-- Start RECORDS TO USE --

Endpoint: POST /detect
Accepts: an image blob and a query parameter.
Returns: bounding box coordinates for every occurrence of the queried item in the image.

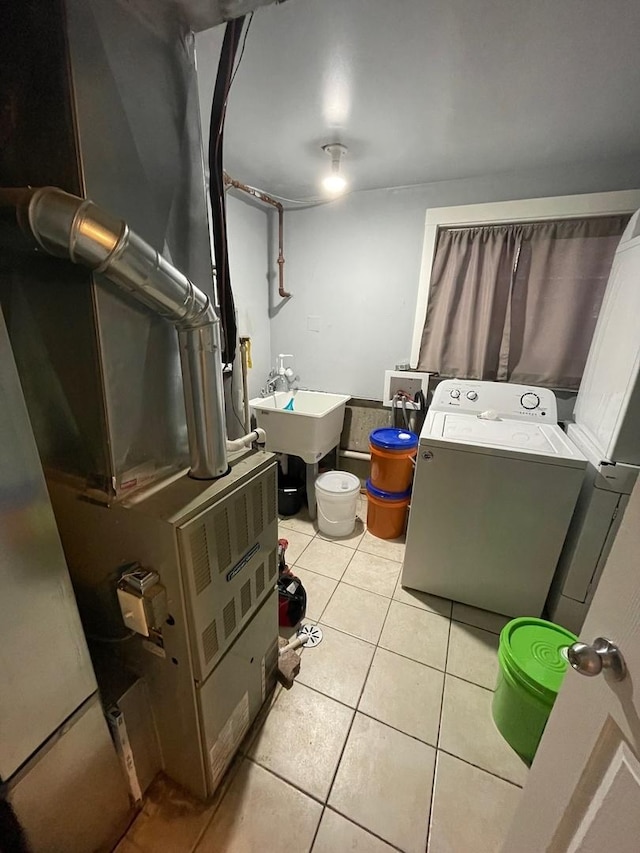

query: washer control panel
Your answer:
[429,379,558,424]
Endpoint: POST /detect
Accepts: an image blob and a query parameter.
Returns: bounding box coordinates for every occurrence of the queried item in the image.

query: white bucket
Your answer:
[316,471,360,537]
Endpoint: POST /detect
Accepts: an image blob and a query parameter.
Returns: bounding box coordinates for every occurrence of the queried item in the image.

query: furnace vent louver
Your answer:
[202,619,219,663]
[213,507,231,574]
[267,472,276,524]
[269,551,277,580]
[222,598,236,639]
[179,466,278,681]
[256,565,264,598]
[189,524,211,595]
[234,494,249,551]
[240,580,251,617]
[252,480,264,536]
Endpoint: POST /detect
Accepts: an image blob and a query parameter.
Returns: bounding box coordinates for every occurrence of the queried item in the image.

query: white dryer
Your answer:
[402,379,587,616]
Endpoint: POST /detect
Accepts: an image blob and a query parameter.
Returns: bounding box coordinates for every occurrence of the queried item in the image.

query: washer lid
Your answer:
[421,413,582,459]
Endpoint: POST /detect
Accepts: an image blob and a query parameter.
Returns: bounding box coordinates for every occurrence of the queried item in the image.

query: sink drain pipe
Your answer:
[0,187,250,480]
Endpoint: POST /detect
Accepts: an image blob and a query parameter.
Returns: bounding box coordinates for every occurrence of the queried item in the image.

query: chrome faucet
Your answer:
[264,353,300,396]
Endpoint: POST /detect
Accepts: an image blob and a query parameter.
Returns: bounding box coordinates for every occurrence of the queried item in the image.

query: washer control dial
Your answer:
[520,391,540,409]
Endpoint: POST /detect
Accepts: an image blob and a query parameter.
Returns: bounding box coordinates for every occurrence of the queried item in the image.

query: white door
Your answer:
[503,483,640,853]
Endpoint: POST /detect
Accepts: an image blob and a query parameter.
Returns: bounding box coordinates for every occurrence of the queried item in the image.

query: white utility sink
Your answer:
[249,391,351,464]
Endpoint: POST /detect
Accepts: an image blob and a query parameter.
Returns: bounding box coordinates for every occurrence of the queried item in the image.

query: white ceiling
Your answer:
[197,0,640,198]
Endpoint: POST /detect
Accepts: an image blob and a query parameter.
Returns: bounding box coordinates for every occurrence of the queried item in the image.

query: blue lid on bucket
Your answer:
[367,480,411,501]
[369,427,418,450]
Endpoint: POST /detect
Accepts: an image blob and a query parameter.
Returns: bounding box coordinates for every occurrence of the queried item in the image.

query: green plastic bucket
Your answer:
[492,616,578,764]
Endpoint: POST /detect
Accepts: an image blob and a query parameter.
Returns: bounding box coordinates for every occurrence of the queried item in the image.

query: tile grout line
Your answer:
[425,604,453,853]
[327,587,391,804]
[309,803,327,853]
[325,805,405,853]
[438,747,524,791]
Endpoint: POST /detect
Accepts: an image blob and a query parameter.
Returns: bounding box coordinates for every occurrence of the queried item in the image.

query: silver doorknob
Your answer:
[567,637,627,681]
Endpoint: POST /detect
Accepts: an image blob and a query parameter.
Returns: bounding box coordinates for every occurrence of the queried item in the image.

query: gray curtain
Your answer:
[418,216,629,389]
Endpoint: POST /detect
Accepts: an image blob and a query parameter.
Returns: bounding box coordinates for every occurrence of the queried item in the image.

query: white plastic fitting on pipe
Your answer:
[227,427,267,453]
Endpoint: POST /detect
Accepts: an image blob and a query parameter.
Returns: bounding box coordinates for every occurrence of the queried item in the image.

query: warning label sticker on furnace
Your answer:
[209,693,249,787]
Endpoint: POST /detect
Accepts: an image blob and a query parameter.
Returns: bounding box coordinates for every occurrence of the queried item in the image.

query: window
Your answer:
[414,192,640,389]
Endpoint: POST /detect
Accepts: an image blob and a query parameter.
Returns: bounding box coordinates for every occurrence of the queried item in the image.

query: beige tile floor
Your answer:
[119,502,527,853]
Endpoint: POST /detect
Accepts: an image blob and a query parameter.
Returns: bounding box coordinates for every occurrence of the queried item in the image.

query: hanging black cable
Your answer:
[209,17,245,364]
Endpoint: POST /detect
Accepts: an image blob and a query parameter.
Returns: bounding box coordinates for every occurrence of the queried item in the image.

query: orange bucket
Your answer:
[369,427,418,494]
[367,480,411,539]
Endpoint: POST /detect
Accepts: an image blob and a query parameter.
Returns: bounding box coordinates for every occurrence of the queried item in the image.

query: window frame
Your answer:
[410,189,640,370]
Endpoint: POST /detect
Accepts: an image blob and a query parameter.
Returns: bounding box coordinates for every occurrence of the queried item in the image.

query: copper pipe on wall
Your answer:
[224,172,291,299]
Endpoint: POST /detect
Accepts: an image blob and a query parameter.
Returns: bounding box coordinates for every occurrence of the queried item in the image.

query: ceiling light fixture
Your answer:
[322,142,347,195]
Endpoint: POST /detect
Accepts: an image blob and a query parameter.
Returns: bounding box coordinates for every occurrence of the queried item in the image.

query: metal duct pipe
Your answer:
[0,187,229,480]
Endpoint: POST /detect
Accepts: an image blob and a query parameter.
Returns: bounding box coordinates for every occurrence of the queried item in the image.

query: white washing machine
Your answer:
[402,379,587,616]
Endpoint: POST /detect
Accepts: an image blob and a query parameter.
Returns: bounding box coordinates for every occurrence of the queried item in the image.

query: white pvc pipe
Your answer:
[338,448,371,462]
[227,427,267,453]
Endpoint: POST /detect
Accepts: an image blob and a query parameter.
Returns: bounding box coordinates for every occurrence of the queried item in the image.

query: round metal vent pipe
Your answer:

-- End RECORDS TO USE --

§ **WRITTEN INSTRUCTION**
Please write out all of the lines above again, swapping "image blob" for "image file" and changing nothing else. Leave the pictures out.

§ **ANSWER IN FULL**
Endpoint: POST /detect
Accepts: an image file and a query parameter.
Returns: bounding box coordinates for every occurrence of the queried item in the image.


query: washer control panel
Your answer:
[429,379,558,424]
Endpoint: POST /detect
Accepts: an image file and a query parameter.
Returns: bounding box coordinates for every occurrence of the queried item in the image.

query: white bucket
Your answer:
[316,471,360,537]
Endpoint: POST /detect
Accepts: an image file and a query parameter.
Returns: bounding box coordinates for every occurrence of the queried item in the image.

query: furnace vent louver
Your answer:
[202,619,219,663]
[213,507,231,574]
[267,472,276,524]
[269,551,277,580]
[222,598,236,639]
[179,466,278,681]
[256,565,264,598]
[189,524,211,595]
[234,494,249,551]
[240,580,251,617]
[252,480,264,536]
Endpoint: POST /detect
Accepts: an image file and a query parameter.
Returns: bounding box coordinates for every occurrence of the queried item in the image.

query: white dryer
Your answer:
[402,379,587,616]
Endpoint: POST /detect
Accepts: an image file and a query parameter.
Returns: bounding box coordinates for every occurrence of the queried item in the image.

query: washer lid
Your answer:
[421,413,582,459]
Endpoint: POST /detect
Accepts: an image file and a query parameter.
Returns: bounding box coordinates for every occurrence of the queried item in the image.

query: sink drain pipe
Your answer:
[0,187,250,480]
Endpoint: POST /detect
Accepts: an image file and a query parameter.
Returns: bounding box coordinates for every occurrence of the queried item in the image.

query: chrome faucet
Your answer:
[264,353,300,396]
Endpoint: POST /detect
Accepts: an image file and a query parameter.
Returns: bounding box coordinates for every occurrence of the queried item in the image.

query: washer control dial
Your answer:
[520,391,540,409]
Endpoint: POST /detect
Accepts: an image file and a query parameter.
Returns: bounding box coordinates for every occurrence of the queried item in the image.

query: white door
Your answer:
[503,483,640,853]
Endpoint: POST /detect
Accepts: an image file and a query parameter.
Returns: bounding box coordinates for every occurrence of the queried item in the image.

query: white utility sink
Your answer:
[249,391,351,464]
Endpoint: POST /detect
Accepts: an image file and a query parameter.
Returns: bounding box coordinates for every occurrence of the queried item in the image.

query: white ceiling
Your answer:
[197,0,640,198]
Endpoint: POST /detect
Accepts: an image file and a query parameter.
Returns: bounding box coordinates for every occurrence of the queried item in the image.

query: blue lid on bucket
Your answer:
[367,480,411,501]
[369,427,418,450]
Endpoint: POST /detect
Accepts: an image file and a query parameter.
Returns: bounding box coordinates for every occurrence of the queried item in the image.

query: green plastic bucket
Your answer:
[492,616,578,764]
Endpoint: POST /detect
Accepts: an image file and a query parameter.
Returns: bounding box coordinates for every occurrence of the queried item in the image.

query: tile grout line
Your answer:
[425,604,453,853]
[327,587,391,804]
[309,803,327,853]
[325,805,405,853]
[438,747,524,791]
Endpoint: POST /detect
Accepts: an image file and a query parameter.
Returns: bounding box coordinates for every occurrence of the queried item in the image.

query: silver doorknob
Your answer:
[567,637,627,681]
Endpoint: POST /detect
Accepts: an image file and a query parameter.
Returns: bounding box coordinates for every occurrence of the queried item in the image.

query: gray curtain
Your answer:
[418,216,629,389]
Endpoint: POST /detect
Accepts: an image file and a query parameter.
Returns: bounding box coordinates for every occurrence of the queried item in the image.

query: white plastic fitting on pipe
Your answer:
[227,427,267,453]
Endpoint: POST /detect
Accepts: an image file and a query parameter.
Returns: bounding box coordinates for every occurrence of the queried item in the image.

query: warning label sticker on furnace
Your answer:
[209,693,249,787]
Endpoint: POST /detect
Accepts: an image file and a query parameter.
Returns: bounding box coordinates for every occurrence of the queried item in the image.

query: window
Your answer:
[414,192,640,389]
Endpoint: POST /detect
Accepts: an image file and a query parameter.
Returns: bounding box coordinates for every occurrence of the queried item in the image.

query: beige tile floor
Your answer:
[119,502,527,853]
Endpoint: POST /detect
Accepts: an image file and a query parameter.
Returns: bounding box coordinates for every occurrence of the queried item in the image.

query: hanging black cable
Your answer:
[209,17,245,364]
Endpoint: POST /detect
Accepts: an image file and a query parameter.
Returns: bounding box coordinates for every occurrence of the queried item in the image.

query: orange bucket
Your answer:
[369,427,418,494]
[367,480,411,539]
Endpoint: POST /detect
Accepts: an image file and a query parameter.
Returns: bounding box coordinates for every occurrence of the queried item in the image.

query: window frame
Your answer:
[410,189,640,370]
Endpoint: POST /detect
Accepts: an image file and a query parameter.
Returns: bounding box coordinates for every occurrence of the queried item in the image.

query: copper pipe on wall
Your answer:
[224,172,291,299]
Endpoint: POST /detect
Accepts: an image file and a query parameter.
Returns: bounding box coordinates for every occurrence of the queried item in the image.

query: ceiling light fixture
Your answer:
[322,142,347,195]
Endpoint: POST /detect
Accepts: an image file and a query parameter.
Returns: bounding box coordinates for every occurrence of the queried item in the image.

query: metal duct pipe
Your answer:
[0,187,229,480]
Endpoint: POST /detect
Accepts: an image file and a query parameter.
Returns: bounding box coordinates for every occurrence of the queried item in the image.

query: white washing machine
Your answer:
[402,379,587,616]
Endpoint: POST /detect
Accepts: an image file and a query parameter.
Returns: bounding box coordinates for every occurrence of the queried item in the image.

query: white pvc pipe
Your answer:
[338,448,371,462]
[227,427,267,453]
Endpoint: POST /detect
Accepts: an image file and a query parameter.
Returns: bounding box coordinates for every occurrence of the queried item in the image.

query: round metal vent pipe
Your answer:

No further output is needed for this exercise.